INPUT FOR THIS TASK:
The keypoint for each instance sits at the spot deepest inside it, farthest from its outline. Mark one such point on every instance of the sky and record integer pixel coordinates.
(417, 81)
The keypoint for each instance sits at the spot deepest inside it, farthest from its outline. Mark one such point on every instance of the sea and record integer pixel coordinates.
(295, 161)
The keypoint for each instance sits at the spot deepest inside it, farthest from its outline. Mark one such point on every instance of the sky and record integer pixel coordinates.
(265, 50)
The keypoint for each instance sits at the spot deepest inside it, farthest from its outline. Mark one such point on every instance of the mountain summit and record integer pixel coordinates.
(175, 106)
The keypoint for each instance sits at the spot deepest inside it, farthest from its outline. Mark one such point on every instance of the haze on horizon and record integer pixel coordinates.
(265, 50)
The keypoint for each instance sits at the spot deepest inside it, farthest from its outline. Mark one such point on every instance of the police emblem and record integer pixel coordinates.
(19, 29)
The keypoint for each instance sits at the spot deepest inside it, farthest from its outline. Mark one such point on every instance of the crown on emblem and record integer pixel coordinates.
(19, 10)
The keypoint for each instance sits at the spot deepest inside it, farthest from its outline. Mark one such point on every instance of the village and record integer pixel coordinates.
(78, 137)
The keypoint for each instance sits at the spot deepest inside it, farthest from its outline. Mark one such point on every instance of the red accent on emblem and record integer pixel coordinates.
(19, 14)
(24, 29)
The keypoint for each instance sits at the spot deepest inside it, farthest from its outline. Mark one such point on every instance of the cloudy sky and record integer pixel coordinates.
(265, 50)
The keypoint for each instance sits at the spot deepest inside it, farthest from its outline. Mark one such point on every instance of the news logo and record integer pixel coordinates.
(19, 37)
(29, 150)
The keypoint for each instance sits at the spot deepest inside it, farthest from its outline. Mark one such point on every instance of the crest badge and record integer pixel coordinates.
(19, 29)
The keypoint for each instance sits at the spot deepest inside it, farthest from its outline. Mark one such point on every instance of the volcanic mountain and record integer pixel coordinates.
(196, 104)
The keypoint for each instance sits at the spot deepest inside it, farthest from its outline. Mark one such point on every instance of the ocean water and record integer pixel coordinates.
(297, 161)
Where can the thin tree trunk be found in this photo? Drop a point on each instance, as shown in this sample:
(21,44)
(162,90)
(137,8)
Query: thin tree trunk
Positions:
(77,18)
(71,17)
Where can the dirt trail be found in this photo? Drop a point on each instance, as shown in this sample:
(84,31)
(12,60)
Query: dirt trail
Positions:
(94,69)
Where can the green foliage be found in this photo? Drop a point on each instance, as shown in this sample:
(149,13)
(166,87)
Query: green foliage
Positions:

EXERCISE DESCRIPTION: Reproduce the material in full. Keep it identical to the original.

SOLUTION FOR THIS TASK:
The keypoint for each instance sits at the spot deepest inside it, farthest from its outline. Mark one such point on every instance of the sky and record integer pixel coordinates.
(417, 81)
The keypoint for each instance sits at the spot deepest inside it, farthest from its outline. Mark one such point on every instance of the sea and record integer pixel coordinates.
(295, 161)
The keypoint for each instance sits at the spot deepest inside it, farthest from its outline. Mark one such point on every instance of the sky and record integer pixel coordinates.
(265, 50)
The keypoint for each instance sits at the spot deepest inside it, farthest from its outline. Mark one such point on every instance of the mountain summit and record integer pixel coordinates.
(175, 106)
The keypoint for each instance sits at the spot deepest inside it, farthest from its outline. Mark one such point on every instance of the haze on horizon and record integer pixel coordinates.
(265, 50)
The keypoint for each instance sits at the spot deepest inside it, farthest from its outline. Mark one such point on every instance of the police emblem and record integer pixel coordinates.
(19, 29)
The keypoint for each instance sits at the spot deepest inside it, farthest from its outline. Mark one such point on every instance of the crown on emblem and record integer pixel coordinates.
(19, 10)
The keypoint for each instance sits at the spot deepest inside it, farthest from its outline. Mark one such point on every instance of the village and record integer pixel coordinates.
(78, 137)
The keypoint for each instance sits at the spot deepest inside it, farthest from its outline. Mark one such point on every instance of the red accent on emblem and record integer pixel coordinates.
(19, 14)
(24, 29)
The keypoint for each instance sits at the spot deepest inside it, farthest from its outline. Mark one such point on every instance of the cloudy sky and record integer pixel coordinates.
(265, 50)
The keypoint for each instance sits at the spot deepest inside it, farthest from its outline. Mark one such point on every instance of the news logo and record integer pixel coordinates.
(19, 37)
(29, 150)
The keypoint for each instance sits at the spot deepest inside it, farthest from its outline. Mark one such point on every instance of the crest badge and record integer pixel coordinates.
(19, 29)
The keypoint for each instance sits at the spot deepest inside it, farthest from its outline. Mark one such point on every instance of the volcanic mountain and record integer pixel coordinates.
(196, 104)
The keypoint for each instance sits at the spot deepest inside it, farthest from its outline. Mark one such point on every instance of the ocean water and record integer pixel coordinates.
(297, 161)
Where can the thin tree trunk be found in this photo? Drop a point on each instance, as shown in this sample:
(21,44)
(162,90)
(137,8)
Query: thin tree trunk
Positions:
(77,18)
(71,17)
Where can the dirt trail be found in this photo? Drop a point on each instance, as shown in this sample:
(84,31)
(12,60)
Query: dirt trail
Positions:
(94,69)
Where can the green foliage be found in this photo? Drop a point on each instance, as shown in this sample:
(149,13)
(166,87)
Query: green foliage
Positions:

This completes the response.